[[ Data to use, beginning ]]

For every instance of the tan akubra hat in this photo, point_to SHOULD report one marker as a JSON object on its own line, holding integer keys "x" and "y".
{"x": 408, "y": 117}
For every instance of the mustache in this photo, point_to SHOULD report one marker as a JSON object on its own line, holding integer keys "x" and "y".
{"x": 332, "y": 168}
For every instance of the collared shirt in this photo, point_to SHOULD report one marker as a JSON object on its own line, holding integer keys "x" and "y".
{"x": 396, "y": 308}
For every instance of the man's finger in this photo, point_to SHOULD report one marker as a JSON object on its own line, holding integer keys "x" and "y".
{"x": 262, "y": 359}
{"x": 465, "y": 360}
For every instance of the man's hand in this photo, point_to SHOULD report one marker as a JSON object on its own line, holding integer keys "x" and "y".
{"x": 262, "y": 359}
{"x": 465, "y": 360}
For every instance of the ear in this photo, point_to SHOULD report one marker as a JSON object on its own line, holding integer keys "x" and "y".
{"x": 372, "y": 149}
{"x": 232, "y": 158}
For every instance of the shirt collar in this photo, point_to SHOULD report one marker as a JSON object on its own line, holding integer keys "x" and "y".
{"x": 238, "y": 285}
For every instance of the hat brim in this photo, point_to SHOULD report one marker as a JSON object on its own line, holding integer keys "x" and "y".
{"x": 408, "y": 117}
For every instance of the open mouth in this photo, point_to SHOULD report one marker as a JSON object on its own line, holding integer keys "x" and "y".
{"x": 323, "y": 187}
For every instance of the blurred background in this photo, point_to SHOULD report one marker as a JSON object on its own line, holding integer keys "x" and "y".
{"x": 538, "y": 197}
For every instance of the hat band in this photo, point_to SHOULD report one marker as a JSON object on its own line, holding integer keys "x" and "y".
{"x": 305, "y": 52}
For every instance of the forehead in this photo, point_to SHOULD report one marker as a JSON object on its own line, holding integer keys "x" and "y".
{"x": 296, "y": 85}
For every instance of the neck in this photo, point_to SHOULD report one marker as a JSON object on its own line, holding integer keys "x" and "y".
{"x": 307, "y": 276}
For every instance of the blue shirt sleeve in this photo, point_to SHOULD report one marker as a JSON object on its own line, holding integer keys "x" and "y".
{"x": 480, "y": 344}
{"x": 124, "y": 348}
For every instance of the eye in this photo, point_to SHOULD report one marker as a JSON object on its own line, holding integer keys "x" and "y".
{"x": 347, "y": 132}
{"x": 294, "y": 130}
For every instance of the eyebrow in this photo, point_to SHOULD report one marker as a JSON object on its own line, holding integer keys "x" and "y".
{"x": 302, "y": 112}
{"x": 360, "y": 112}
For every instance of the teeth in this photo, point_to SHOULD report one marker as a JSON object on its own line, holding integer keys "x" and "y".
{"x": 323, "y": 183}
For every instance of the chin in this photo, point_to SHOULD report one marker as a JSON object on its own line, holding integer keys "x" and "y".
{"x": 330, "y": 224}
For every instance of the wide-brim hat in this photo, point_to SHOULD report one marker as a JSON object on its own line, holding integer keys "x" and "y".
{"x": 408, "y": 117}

[[ Data to use, end ]]

> [Exercise brief]: Your answer must contain every line of the records, exactly.

> [Task result]:
For every instance of the tan akubra hat in this photo, point_to SHOULD report one marker as a JSON object on its own line, holding integer keys "x" and "y".
{"x": 408, "y": 117}
For every instance of the mustache in this photo, point_to SHOULD report one marker as a JSON object on its own line, holding integer keys "x" and "y".
{"x": 332, "y": 168}
For every instance of the collared shirt in this photo, point_to SHOULD report one marker as a JSON object on its own line, holding integer keys "x" and "y".
{"x": 396, "y": 308}
For every instance of the man's finger in this photo, point_to SHOULD report one marker as a JSON object on its own line, holding integer keys "x" and "y".
{"x": 262, "y": 359}
{"x": 465, "y": 360}
For every instance of the man's hand in this photo, point_to SHOULD report one marker as a JSON object on its own line, holding integer keys "x" and "y".
{"x": 262, "y": 359}
{"x": 465, "y": 360}
For every instance of the ear in this photo, point_to SHOULD report one marker as a JSON object on its own line, holding integer keys "x" and "y".
{"x": 372, "y": 149}
{"x": 232, "y": 158}
For every instance of the shirt collar in this photo, point_to SHOULD report one marker as a JSON object on its own line, holding integer keys "x" and "y".
{"x": 238, "y": 285}
For every instance of the hat brim in this photo, point_to SHOULD report one marker as a JSON object on its own line, holding integer keys "x" and "y".
{"x": 408, "y": 117}
For every instance of the open mouth in this photo, point_to SHOULD report one marker as a JSON object on its own line, holding integer keys "x" and "y".
{"x": 323, "y": 187}
For every instance of the blurred background in this photo, point_to SHOULD report one marker as a JSON object on its own line, holding integer keys "x" and "y".
{"x": 538, "y": 197}
For every instance of the hat band in this photo, point_to SHOULD report one marker as a JSON object on its own line, holding integer keys "x" and "y".
{"x": 305, "y": 52}
For every instance of the forehead in this photo, point_to SHOULD report one marker as a JSON object on its own line, holding integer keys "x" and "y".
{"x": 296, "y": 85}
For every instance of the neck in this photo, point_to SHOULD report one marker as a JSON object on its own line, holding integer keys "x" and "y".
{"x": 307, "y": 276}
For every instance of the blue shirt sleeve in this photo, point_to SHOULD report one marker as a JSON object on its own line, holding integer keys "x" and "y".
{"x": 480, "y": 344}
{"x": 124, "y": 348}
For every instance of the eye in this photo, point_to SHOULD report one marker as a JSON object on its own line, holding integer keys "x" and "y".
{"x": 347, "y": 132}
{"x": 294, "y": 130}
For every instance of the eyebrow in this photo, point_to SHOULD report one marker as a JSON object on its own line, holding integer keys "x" and "y".
{"x": 302, "y": 112}
{"x": 360, "y": 112}
For every instance of the teeth in this photo, point_to SHOULD report one marker as a JSON object on its own line, holding integer keys "x" and "y".
{"x": 323, "y": 183}
For every instance of the chin in this photo, point_to SHOULD report one marker as a JSON object on its own line, holding integer keys "x" and "y".
{"x": 330, "y": 224}
For every instance of the wide-brim hat in this photo, point_to SHOULD report one marker as a JSON object on its own line, holding integer keys "x" and "y".
{"x": 408, "y": 117}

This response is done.